Print the data below verbatim, beginning at the line that contains "Find the red" and continuing through the final line of the data, with both of those lines included.

begin

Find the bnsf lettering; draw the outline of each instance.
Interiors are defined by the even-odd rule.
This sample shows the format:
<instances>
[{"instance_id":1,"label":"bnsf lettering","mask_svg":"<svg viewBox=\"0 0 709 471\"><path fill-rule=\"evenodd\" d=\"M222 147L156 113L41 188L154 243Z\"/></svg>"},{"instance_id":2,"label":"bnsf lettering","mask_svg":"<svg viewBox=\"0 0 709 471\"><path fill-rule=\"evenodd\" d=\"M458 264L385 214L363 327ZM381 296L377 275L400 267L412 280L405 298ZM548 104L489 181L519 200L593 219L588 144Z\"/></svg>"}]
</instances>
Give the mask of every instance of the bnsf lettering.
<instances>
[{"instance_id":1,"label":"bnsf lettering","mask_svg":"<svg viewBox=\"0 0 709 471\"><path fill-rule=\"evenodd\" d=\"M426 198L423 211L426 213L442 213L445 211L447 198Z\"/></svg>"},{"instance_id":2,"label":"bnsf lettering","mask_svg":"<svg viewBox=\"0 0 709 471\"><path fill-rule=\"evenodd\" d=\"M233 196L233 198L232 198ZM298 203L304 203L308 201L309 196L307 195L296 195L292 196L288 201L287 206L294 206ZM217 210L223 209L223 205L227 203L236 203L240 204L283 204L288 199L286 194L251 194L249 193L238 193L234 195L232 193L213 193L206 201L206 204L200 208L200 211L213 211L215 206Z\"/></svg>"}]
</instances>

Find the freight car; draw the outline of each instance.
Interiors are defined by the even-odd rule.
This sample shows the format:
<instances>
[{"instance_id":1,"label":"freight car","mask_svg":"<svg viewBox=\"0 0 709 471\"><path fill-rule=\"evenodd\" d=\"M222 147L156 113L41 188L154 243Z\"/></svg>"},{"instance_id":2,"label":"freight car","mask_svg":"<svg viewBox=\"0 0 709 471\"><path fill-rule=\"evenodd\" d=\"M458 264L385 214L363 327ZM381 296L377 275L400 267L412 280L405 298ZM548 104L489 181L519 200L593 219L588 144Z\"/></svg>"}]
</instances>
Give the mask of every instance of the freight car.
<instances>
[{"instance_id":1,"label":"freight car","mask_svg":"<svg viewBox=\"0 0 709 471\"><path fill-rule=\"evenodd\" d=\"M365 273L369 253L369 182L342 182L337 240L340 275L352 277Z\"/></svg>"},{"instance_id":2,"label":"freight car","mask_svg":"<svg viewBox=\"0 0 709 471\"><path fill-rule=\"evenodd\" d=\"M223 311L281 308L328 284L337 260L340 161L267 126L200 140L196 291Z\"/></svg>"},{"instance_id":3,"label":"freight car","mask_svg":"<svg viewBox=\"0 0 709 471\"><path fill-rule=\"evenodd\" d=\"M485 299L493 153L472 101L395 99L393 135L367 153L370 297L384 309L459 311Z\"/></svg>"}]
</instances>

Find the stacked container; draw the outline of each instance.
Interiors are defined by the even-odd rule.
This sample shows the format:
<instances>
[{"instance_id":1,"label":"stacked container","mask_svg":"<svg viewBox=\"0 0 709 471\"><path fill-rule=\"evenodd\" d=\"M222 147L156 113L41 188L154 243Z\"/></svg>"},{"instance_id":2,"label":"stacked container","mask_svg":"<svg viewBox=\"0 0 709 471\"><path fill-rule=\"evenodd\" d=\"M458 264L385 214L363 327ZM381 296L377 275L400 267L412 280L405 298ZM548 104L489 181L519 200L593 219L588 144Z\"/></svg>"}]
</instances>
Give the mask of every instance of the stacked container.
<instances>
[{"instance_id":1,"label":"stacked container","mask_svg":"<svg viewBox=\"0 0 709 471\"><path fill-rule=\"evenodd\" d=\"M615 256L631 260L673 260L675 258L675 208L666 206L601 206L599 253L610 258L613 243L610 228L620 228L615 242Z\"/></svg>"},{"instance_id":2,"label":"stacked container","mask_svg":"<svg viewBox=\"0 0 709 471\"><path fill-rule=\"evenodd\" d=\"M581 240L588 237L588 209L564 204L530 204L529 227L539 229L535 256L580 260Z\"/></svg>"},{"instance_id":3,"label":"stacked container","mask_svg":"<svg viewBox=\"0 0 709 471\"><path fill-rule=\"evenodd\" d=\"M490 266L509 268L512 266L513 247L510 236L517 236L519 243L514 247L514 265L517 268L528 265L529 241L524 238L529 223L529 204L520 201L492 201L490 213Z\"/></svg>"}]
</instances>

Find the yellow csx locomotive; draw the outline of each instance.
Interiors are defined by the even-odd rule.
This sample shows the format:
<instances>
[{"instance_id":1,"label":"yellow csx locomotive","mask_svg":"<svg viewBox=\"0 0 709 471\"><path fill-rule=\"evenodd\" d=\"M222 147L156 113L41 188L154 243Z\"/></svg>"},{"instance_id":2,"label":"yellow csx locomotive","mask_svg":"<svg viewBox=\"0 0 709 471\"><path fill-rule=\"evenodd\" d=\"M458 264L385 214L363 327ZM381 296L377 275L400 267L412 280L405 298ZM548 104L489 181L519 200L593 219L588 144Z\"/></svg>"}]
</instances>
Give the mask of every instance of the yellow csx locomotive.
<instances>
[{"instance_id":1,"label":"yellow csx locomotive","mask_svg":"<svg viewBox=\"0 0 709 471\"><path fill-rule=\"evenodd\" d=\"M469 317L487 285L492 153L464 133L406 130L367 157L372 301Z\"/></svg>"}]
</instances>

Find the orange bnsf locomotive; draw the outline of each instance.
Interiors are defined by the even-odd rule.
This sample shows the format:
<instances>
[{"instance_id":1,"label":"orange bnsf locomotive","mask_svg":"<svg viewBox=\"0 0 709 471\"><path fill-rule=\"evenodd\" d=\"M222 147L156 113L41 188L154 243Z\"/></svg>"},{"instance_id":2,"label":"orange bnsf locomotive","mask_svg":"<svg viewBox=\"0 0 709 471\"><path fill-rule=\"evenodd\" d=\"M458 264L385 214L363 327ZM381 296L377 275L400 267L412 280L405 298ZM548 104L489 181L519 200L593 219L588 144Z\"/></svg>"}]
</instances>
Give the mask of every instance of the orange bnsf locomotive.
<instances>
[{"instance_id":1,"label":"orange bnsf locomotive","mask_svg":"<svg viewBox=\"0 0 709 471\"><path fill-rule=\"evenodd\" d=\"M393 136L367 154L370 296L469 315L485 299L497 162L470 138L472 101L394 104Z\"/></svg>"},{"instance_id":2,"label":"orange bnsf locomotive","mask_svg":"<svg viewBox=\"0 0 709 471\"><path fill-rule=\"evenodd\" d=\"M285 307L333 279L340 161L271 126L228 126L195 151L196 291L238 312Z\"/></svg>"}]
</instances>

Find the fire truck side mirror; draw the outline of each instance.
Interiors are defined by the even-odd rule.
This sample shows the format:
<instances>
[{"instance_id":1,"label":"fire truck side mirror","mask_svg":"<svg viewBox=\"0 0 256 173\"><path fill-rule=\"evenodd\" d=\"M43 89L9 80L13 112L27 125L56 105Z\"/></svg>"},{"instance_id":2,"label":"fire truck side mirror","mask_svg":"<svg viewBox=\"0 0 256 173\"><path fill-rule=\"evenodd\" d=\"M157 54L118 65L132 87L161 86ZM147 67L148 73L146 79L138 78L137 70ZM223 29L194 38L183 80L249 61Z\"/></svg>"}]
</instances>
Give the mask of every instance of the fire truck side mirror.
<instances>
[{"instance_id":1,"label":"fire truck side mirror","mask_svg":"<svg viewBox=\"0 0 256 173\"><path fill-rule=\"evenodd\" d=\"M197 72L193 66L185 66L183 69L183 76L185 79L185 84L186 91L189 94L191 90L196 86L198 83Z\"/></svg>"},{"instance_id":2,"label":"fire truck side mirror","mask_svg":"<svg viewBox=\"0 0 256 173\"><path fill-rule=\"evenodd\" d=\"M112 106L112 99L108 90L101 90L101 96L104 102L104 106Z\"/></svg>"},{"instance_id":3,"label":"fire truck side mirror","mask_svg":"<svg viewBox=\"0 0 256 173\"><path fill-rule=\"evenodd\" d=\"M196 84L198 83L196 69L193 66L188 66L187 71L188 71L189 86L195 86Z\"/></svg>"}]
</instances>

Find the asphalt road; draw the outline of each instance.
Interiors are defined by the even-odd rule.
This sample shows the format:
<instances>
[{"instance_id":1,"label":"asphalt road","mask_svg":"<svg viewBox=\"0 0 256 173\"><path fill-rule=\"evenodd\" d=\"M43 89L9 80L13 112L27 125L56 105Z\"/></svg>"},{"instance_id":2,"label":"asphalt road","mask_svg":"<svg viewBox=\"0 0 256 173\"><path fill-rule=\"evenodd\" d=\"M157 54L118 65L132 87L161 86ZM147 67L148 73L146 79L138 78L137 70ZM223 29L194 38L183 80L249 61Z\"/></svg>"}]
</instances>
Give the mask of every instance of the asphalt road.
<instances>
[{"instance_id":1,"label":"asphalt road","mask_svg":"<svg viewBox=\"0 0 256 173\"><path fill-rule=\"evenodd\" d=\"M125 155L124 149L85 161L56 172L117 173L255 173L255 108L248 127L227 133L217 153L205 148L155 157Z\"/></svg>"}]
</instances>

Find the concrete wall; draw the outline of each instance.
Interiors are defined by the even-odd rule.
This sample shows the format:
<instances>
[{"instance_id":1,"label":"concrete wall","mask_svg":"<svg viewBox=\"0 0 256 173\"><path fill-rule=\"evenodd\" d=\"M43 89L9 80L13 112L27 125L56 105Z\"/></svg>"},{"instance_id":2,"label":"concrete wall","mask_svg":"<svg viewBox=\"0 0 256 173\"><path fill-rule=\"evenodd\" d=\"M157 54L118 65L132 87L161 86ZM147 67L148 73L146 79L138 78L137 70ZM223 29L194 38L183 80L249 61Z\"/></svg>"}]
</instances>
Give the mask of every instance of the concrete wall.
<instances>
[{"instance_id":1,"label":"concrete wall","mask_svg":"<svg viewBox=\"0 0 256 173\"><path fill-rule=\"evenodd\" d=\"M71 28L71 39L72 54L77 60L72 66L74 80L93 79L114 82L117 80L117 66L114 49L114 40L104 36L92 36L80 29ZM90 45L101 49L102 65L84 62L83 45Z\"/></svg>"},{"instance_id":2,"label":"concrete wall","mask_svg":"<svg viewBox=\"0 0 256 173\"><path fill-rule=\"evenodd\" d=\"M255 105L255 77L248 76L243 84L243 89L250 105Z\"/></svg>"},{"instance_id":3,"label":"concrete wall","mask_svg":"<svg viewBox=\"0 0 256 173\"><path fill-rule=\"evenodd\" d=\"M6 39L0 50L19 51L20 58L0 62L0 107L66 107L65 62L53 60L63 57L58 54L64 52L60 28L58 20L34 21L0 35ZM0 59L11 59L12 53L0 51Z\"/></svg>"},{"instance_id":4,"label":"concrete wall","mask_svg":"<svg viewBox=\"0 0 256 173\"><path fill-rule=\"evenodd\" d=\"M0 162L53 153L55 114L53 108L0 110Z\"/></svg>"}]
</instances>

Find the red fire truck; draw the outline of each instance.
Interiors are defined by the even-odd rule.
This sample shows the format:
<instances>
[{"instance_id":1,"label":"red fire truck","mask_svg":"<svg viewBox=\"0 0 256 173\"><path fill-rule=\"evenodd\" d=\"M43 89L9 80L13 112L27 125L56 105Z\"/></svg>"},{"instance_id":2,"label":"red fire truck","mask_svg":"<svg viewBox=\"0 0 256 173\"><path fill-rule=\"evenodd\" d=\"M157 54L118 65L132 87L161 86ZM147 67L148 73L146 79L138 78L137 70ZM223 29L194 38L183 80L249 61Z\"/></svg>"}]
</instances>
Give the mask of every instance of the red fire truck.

end

## RESULT
Find the red fire truck; draw the outline of each instance.
Interiors are defined by the even-odd rule.
This sample shows the format:
<instances>
[{"instance_id":1,"label":"red fire truck","mask_svg":"<svg viewBox=\"0 0 256 173\"><path fill-rule=\"evenodd\" d=\"M43 89L9 80L13 112L27 125L56 105Z\"/></svg>"},{"instance_id":2,"label":"red fire truck","mask_svg":"<svg viewBox=\"0 0 256 173\"><path fill-rule=\"evenodd\" d=\"M157 54L118 65L132 87L161 86ZM147 67L148 73L146 79L138 78L137 70ZM223 29L194 38L183 80L249 61Z\"/></svg>"}]
</instances>
Give the mask of every instance of the red fire truck.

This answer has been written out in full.